*WHAT THE TASK REQUIRES*:
Return only those lines of the material that contain "below".

*DATA*:
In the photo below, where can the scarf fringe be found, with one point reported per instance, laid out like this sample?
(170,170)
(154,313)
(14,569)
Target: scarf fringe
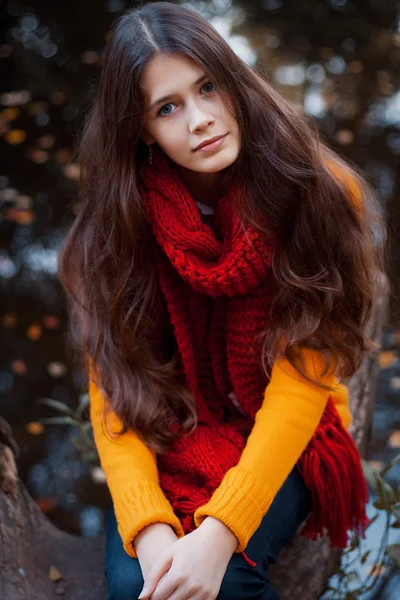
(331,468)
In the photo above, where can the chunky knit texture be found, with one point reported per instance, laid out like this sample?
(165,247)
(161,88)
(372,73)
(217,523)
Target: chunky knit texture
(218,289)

---

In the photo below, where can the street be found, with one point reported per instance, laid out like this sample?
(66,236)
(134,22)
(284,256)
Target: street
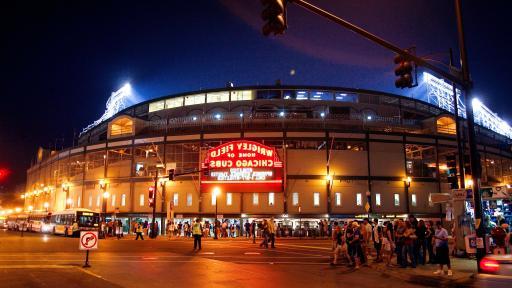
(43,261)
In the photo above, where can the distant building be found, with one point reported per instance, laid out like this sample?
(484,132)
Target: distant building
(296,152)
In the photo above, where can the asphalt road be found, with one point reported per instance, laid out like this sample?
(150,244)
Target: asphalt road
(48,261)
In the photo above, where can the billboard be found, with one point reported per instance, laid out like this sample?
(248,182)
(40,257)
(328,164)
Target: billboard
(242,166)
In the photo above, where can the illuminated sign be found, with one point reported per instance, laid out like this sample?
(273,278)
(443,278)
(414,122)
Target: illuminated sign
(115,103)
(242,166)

*ANSWER TO THIS TASK*:
In the photo below, where can the scarf fringe be found, with one point reported per instance, laid out like this sample?
In the photo below, where can the street be found, with one point reported per instance, laid out like this sample?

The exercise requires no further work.